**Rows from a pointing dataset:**
begin
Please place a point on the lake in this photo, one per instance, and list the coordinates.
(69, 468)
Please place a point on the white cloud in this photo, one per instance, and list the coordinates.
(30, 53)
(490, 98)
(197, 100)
end
**Do this:** Rewrite each of the entries above, replacing "list the coordinates" with "report the coordinates" and leaving everything else unchanged.

**Result:**
Please place a point on the lake in this photo, one per instance, and report the coordinates.
(69, 468)
Please place a point on the white cloud in this photo, one per instance, and report the coordinates.
(30, 53)
(490, 98)
(197, 100)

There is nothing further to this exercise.